Each line below must be reproduced exactly, though the pictures are to be dropped.

━━━ SOURCE DATA

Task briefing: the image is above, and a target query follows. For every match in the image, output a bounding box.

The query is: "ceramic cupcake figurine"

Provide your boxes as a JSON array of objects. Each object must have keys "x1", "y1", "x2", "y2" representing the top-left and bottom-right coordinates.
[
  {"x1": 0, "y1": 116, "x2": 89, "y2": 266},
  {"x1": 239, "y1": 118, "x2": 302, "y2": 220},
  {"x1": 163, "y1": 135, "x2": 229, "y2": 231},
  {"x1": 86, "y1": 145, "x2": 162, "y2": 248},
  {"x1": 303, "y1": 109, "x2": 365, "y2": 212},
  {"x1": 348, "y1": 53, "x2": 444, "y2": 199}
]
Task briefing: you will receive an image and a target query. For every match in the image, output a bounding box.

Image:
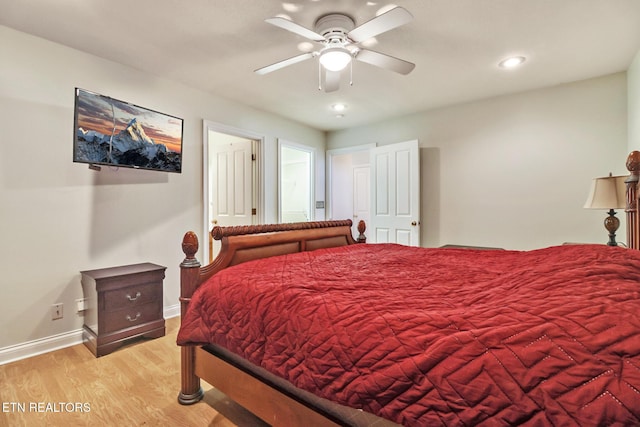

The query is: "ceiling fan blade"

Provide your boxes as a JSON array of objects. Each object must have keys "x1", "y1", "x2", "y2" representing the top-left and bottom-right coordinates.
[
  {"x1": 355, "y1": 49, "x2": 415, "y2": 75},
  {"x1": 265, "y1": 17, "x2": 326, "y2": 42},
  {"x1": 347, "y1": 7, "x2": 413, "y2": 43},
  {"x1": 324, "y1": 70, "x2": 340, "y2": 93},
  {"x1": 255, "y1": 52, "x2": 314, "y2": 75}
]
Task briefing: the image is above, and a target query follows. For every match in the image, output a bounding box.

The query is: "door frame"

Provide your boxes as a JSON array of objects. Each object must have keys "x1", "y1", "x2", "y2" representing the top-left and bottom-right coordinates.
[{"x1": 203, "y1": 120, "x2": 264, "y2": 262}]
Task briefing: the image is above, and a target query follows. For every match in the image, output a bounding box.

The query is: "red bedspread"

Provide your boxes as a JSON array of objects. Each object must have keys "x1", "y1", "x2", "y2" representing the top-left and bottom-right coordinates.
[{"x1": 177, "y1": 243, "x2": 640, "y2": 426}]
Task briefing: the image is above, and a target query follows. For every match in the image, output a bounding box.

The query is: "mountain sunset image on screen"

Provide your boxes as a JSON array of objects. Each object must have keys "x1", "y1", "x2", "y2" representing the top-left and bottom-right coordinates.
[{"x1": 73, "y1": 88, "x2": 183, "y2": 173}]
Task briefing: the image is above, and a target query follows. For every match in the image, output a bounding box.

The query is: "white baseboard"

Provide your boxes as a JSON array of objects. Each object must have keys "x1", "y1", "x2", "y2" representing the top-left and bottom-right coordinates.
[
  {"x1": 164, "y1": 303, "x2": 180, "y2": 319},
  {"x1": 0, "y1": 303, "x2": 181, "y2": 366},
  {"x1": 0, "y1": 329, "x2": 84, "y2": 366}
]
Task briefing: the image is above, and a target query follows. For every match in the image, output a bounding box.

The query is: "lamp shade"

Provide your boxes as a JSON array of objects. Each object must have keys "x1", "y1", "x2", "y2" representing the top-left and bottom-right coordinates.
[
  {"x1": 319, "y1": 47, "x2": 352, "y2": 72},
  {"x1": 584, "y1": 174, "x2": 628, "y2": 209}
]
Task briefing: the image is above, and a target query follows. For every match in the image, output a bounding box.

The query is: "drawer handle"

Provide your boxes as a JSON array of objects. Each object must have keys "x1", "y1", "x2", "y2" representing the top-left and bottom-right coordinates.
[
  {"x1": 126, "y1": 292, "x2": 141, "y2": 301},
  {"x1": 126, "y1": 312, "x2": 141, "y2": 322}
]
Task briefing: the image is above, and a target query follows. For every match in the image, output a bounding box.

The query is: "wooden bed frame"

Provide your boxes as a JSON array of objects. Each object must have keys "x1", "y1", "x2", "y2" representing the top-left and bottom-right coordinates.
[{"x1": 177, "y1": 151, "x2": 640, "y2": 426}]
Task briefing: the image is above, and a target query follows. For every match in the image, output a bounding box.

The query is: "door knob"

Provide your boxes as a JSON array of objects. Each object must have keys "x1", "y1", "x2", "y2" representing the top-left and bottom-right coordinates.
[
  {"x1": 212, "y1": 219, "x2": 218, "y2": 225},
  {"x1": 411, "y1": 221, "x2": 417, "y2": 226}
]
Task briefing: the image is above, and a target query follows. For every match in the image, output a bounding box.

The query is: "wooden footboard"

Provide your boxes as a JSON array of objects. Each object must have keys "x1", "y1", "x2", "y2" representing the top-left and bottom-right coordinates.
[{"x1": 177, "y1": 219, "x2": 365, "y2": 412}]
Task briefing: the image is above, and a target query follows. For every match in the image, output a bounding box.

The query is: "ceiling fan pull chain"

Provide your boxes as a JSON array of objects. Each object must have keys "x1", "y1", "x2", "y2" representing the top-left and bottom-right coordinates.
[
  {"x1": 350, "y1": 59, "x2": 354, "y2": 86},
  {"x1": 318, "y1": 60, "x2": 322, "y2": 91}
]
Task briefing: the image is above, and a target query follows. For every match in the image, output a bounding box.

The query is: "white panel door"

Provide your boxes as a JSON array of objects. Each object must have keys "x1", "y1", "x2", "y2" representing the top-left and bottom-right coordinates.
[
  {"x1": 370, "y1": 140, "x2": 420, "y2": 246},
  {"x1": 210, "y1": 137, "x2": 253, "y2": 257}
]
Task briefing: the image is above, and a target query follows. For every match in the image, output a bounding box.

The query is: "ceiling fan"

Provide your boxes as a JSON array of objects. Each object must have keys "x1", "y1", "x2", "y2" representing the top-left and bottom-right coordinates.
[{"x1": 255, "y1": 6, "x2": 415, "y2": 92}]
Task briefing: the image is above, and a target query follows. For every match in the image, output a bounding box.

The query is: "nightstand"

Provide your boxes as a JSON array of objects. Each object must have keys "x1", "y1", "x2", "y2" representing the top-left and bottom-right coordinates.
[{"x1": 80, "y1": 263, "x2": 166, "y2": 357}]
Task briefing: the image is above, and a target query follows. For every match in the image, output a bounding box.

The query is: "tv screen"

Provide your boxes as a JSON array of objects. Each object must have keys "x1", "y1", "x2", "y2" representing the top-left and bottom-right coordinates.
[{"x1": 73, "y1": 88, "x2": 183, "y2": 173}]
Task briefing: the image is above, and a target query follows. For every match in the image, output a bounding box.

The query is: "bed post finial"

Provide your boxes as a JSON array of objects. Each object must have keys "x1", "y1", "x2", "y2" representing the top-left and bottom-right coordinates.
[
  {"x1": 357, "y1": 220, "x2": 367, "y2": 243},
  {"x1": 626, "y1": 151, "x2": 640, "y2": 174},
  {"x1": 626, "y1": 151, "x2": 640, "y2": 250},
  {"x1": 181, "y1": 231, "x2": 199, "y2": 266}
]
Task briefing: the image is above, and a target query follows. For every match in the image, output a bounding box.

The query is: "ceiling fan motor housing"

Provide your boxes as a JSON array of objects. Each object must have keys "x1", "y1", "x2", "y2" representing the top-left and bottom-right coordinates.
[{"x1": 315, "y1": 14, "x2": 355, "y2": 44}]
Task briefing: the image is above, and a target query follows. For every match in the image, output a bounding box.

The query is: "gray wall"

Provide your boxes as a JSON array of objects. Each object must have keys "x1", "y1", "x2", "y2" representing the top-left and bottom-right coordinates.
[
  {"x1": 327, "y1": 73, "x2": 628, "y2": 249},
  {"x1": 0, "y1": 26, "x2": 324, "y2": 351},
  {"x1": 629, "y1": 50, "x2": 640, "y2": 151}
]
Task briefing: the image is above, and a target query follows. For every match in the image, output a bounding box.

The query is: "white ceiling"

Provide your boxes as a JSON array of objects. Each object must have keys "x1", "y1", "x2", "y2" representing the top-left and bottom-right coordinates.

━━━━━━

* TASK OUTPUT *
Task briefing: the image is above, and a target query follows. For every match in the image, output a bounding box.

The query is: "ceramic cupcake figurine"

Provide your boxes as a JSON array of objects. Each object must have keys "x1", "y1", "x2", "y2" representing the top-left and bottom-right coordinates.
[
  {"x1": 0, "y1": 116, "x2": 89, "y2": 266},
  {"x1": 239, "y1": 118, "x2": 302, "y2": 220},
  {"x1": 163, "y1": 135, "x2": 229, "y2": 231},
  {"x1": 86, "y1": 145, "x2": 162, "y2": 248},
  {"x1": 303, "y1": 109, "x2": 365, "y2": 212},
  {"x1": 348, "y1": 53, "x2": 444, "y2": 199}
]
Task briefing: you will receive an image and a target query. For every match in the image, output a bounding box.

Image:

The query is: "ceiling fan blade"

Provide your boxes as a JSON array of objects. Each object must have keys "x1", "y1", "x2", "y2" representing the top-left and bottom-right coordinates.
[
  {"x1": 355, "y1": 49, "x2": 415, "y2": 75},
  {"x1": 265, "y1": 17, "x2": 326, "y2": 42},
  {"x1": 347, "y1": 7, "x2": 413, "y2": 43},
  {"x1": 324, "y1": 70, "x2": 340, "y2": 93},
  {"x1": 255, "y1": 52, "x2": 314, "y2": 75}
]
Task briefing: the image is above, and a target query follows. For every match in the image, output a bounding box.

The query is: "door frame"

Provide your boxes as a JSON array of objects. Each object must have keys "x1", "y1", "x2", "y2" representing the top-left and bottom-right coordinates.
[{"x1": 203, "y1": 120, "x2": 264, "y2": 262}]
Task briefing: the image is above, and a target query follows. For every match in the image, output a bounding box.

The query is: "red bedspread"

Provide your boxes as a JSON array of objects. Each object must have keys "x1", "y1", "x2", "y2" representing the top-left and bottom-right coordinates.
[{"x1": 177, "y1": 243, "x2": 640, "y2": 426}]
Task briefing: the image is above, and a target query follows. For every match in the image, output a bounding box.

The query is: "mountain sunset image on screen"

Provide your boxes as a JSON array of objects. Each object must have keys "x1", "y1", "x2", "y2" representing the top-left and bottom-right coordinates.
[{"x1": 73, "y1": 88, "x2": 183, "y2": 173}]
Task briefing: the image is above, and a target query follows. For every match in the image, output a bounding box.

The query is: "white baseboard"

Provide your boxes as a JSON array of objects. Each object must have keys "x1", "y1", "x2", "y2" representing the top-left and bottom-right coordinates.
[
  {"x1": 164, "y1": 303, "x2": 180, "y2": 319},
  {"x1": 0, "y1": 303, "x2": 181, "y2": 366},
  {"x1": 0, "y1": 329, "x2": 84, "y2": 366}
]
Task briefing: the image is above, and a target query follows. For every match in the image, output a bounding box.

The query is: "lamp shade"

Provide your boxes as a JSON array of objects. Each object must have keys "x1", "y1", "x2", "y2" representing the top-left and bottom-right coordinates.
[
  {"x1": 319, "y1": 47, "x2": 352, "y2": 72},
  {"x1": 584, "y1": 174, "x2": 628, "y2": 209}
]
Task briefing: the image is above, and a target query follows. For every match in the image, output a bounding box.

The query is: "drawer handle"

Provide your boxes as a JSON array of objects. Each object must have keys "x1", "y1", "x2", "y2" representing the top-left and bottom-right coordinates.
[
  {"x1": 126, "y1": 292, "x2": 141, "y2": 301},
  {"x1": 126, "y1": 312, "x2": 141, "y2": 322}
]
Task briefing: the image is above, and a target query follows. For every match in the image, output a bounding box.

The query is: "wooden bed frame"

Provide your boxes as a JSON array of objects. Each object must have keys "x1", "y1", "x2", "y2" representing the top-left and bottom-right coordinates.
[{"x1": 177, "y1": 151, "x2": 640, "y2": 426}]
Task briefing: the image is above, and a target query follows. For every match in the image, output a bounding box.

The query is: "door knob"

Provide your boxes as a JSON array of objects. Each object must have keys "x1", "y1", "x2", "y2" representing the top-left and bottom-right coordinates.
[
  {"x1": 212, "y1": 219, "x2": 218, "y2": 225},
  {"x1": 411, "y1": 221, "x2": 417, "y2": 226}
]
Task briefing: the image is above, and a target query follows. For every match in the image, output a bounding box.

The query is: "wooden footboard"

Provide your boxes as a JSON array of objects. Each object must have keys "x1", "y1", "x2", "y2" representing the top-left and bottom-right coordinates.
[{"x1": 177, "y1": 219, "x2": 365, "y2": 412}]
Task briefing: the image is above, and a target query follows. For every match in the image, output a bounding box.

The query is: "ceiling fan pull chain"

Provide your boxes as a JSON array of objects. Each object must have keys "x1", "y1", "x2", "y2" representing the top-left and bottom-right coordinates.
[
  {"x1": 350, "y1": 59, "x2": 354, "y2": 86},
  {"x1": 318, "y1": 60, "x2": 322, "y2": 91}
]
Task briefing: the image is above, and a target query follows. For every match in the image, output a bounding box.

The query is: "white panel door"

Provide your boxes as a JSON array of objects. Each object must have keys "x1", "y1", "x2", "y2" representing the top-left and bottom-right coordinates.
[
  {"x1": 370, "y1": 140, "x2": 420, "y2": 246},
  {"x1": 210, "y1": 137, "x2": 253, "y2": 257}
]
Task briefing: the image is above, and a target query follows. For every match in the image, output a bounding box.

The query is: "ceiling fan"

Provide your boxes as a JSON array of objects. Each object must have keys "x1", "y1", "x2", "y2" representing the top-left and bottom-right coordinates.
[{"x1": 255, "y1": 6, "x2": 415, "y2": 92}]
Task briefing: the image is above, and a target query follows. For every match in the image, output a bounding box.

The query is: "nightstand"

Provide your boxes as a JSON array of objects. Each object must have keys "x1", "y1", "x2", "y2" representing the top-left and bottom-right coordinates.
[{"x1": 80, "y1": 263, "x2": 166, "y2": 357}]
Task briefing: the image is above, and a target query follows. For every match in the image, output a bounding box.

The query is: "tv screen"

Provide your boxes as a JSON array of objects. Each object must have keys "x1", "y1", "x2", "y2" representing the top-left and bottom-right coordinates.
[{"x1": 73, "y1": 88, "x2": 183, "y2": 173}]
Task briefing: the image is above, and a target query follows. For every match in the image, output a bounding box.

The query is: "bed post finial"

Provide your boxes as a JSON array of objects. Each object must have keys "x1", "y1", "x2", "y2" representing the top-left and bottom-right coordinates.
[
  {"x1": 357, "y1": 220, "x2": 367, "y2": 243},
  {"x1": 626, "y1": 151, "x2": 640, "y2": 174},
  {"x1": 626, "y1": 151, "x2": 640, "y2": 250},
  {"x1": 181, "y1": 231, "x2": 199, "y2": 266}
]
Task briefing: the image is above, and a target query follows. For every match in the image, output a bounding box.

The query is: "ceiling fan motor housing"

Provide your boxes as a JSON array of objects. Each object must have keys "x1", "y1", "x2", "y2" representing the top-left and bottom-right coordinates.
[{"x1": 315, "y1": 14, "x2": 355, "y2": 44}]
Task briefing: the image is above, and a target query follows. For every match in the image, output a bounding box.

The query is: "gray wall"

Provide your boxes as a JSON array of objects. Each object must have keys "x1", "y1", "x2", "y2" representing the top-left and bottom-right coordinates.
[
  {"x1": 327, "y1": 73, "x2": 628, "y2": 249},
  {"x1": 0, "y1": 26, "x2": 324, "y2": 351},
  {"x1": 629, "y1": 50, "x2": 640, "y2": 151}
]
Task briefing: the image is above, and a target query follows. For every match in the image, output a bounding box.

The query is: "white ceiling"

Provide your boxes as a JSON array of objects. Each object must have keys "x1", "y1", "x2", "y2" representing the top-left and bottom-right coordinates.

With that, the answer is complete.